ЗАДАНИЯ:
1) Перепишите из текстового фрагмента кусок от слов «Да простят мне» до слов «и отойти прочь.» включительно.
2) Что, согласно текстовому фрагменту, висело высоко под потолком?

ТЕКСТОВЫЙ ФРАГМЕНТ:
==*==
Высоко под потолком висела маленькая лампочка. На нарах темно. Забравшись, я нащупала ее пульс. Неощутим. Дыхания не слышно. Я подошла к двери:
— Товарищи, дайте огня, наша больная, кажется, скончалась!
— Подожди, мы сейчас зажжем тебе электричество, — проговорил солдат и под гогот окружающих стал щелкать дверной ручкой.
Да простят мне читатели мое признанье! В жизни не ругалась я и не выношу сквернословия. Но помню, какое было искушение — единственный раз в жизни, забыв девичий стыд, за их издевательства пустить их «вниз по матушке по Волге» с упоминанием всех прародителей. И только сознание, что я их этим не оскорблю, а доставлю веселую минутку, так как для них это все привычно, заставило меня стиснуть зубы и отойти прочь.
Нас мучила неизвестность о судьбе командиров. Наконец одна не выдержала:
— Товарищи, а где наши офицеры?
==*==
ФРАГМЕНТ ЗАПИСЕЙ:
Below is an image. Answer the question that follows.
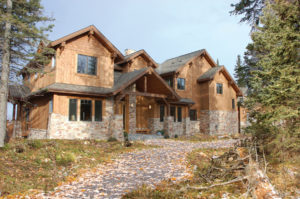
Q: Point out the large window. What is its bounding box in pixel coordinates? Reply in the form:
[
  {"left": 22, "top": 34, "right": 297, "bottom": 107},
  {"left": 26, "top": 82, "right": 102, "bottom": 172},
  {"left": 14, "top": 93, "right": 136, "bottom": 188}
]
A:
[
  {"left": 165, "top": 77, "right": 173, "bottom": 88},
  {"left": 231, "top": 99, "right": 235, "bottom": 110},
  {"left": 217, "top": 83, "right": 223, "bottom": 94},
  {"left": 77, "top": 55, "right": 97, "bottom": 75},
  {"left": 177, "top": 107, "right": 182, "bottom": 122},
  {"left": 95, "top": 100, "right": 102, "bottom": 121},
  {"left": 69, "top": 99, "right": 77, "bottom": 121},
  {"left": 190, "top": 109, "right": 197, "bottom": 121},
  {"left": 177, "top": 78, "right": 185, "bottom": 90},
  {"left": 159, "top": 105, "right": 165, "bottom": 122},
  {"left": 80, "top": 100, "right": 92, "bottom": 121},
  {"left": 170, "top": 106, "right": 176, "bottom": 122}
]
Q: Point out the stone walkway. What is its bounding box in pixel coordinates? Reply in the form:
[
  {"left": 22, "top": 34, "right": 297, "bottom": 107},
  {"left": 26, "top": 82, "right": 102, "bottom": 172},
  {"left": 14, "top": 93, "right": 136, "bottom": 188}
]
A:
[{"left": 38, "top": 139, "right": 235, "bottom": 198}]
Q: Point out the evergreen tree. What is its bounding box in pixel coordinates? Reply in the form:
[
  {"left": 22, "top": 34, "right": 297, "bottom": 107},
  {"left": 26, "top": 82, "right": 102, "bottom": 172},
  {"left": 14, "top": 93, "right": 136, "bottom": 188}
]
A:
[
  {"left": 0, "top": 0, "right": 52, "bottom": 147},
  {"left": 246, "top": 0, "right": 300, "bottom": 155}
]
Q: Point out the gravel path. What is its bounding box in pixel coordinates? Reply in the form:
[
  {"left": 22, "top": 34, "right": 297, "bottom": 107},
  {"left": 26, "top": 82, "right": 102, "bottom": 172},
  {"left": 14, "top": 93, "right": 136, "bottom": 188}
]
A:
[{"left": 38, "top": 139, "right": 235, "bottom": 198}]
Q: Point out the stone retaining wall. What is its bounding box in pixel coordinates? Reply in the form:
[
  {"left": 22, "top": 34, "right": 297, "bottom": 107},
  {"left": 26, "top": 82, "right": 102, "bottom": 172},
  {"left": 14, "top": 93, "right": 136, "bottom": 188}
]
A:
[{"left": 200, "top": 111, "right": 238, "bottom": 135}]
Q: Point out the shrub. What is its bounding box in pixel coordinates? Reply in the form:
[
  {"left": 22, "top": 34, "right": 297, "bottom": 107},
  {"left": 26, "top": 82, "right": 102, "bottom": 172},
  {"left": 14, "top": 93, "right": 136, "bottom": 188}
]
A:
[
  {"left": 107, "top": 137, "right": 118, "bottom": 142},
  {"left": 55, "top": 152, "right": 76, "bottom": 166},
  {"left": 27, "top": 140, "right": 43, "bottom": 149}
]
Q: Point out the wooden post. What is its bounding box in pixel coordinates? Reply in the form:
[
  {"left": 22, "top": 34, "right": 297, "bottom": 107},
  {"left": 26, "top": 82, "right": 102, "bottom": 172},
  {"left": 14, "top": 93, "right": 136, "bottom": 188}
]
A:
==*==
ОТВЕТЫ К ЗАДАНИЯМ:
1)
Да простят мне читатели мое признанье! В жизни не ругалась я и не выношу сквернословия. Но помню, какое было искушение — единственный раз в жизни, забыв девичий стыд, за их издевательства пустить их «вниз по матушке по Волге» с упоминанием всех прародителей. И только сознание, что я их этим не оскорблю, а доставлю веселую минутку, так как для них это все привычно, заставило меня стиснуть зубы и отойти прочь.

2) Маленькая лампочка.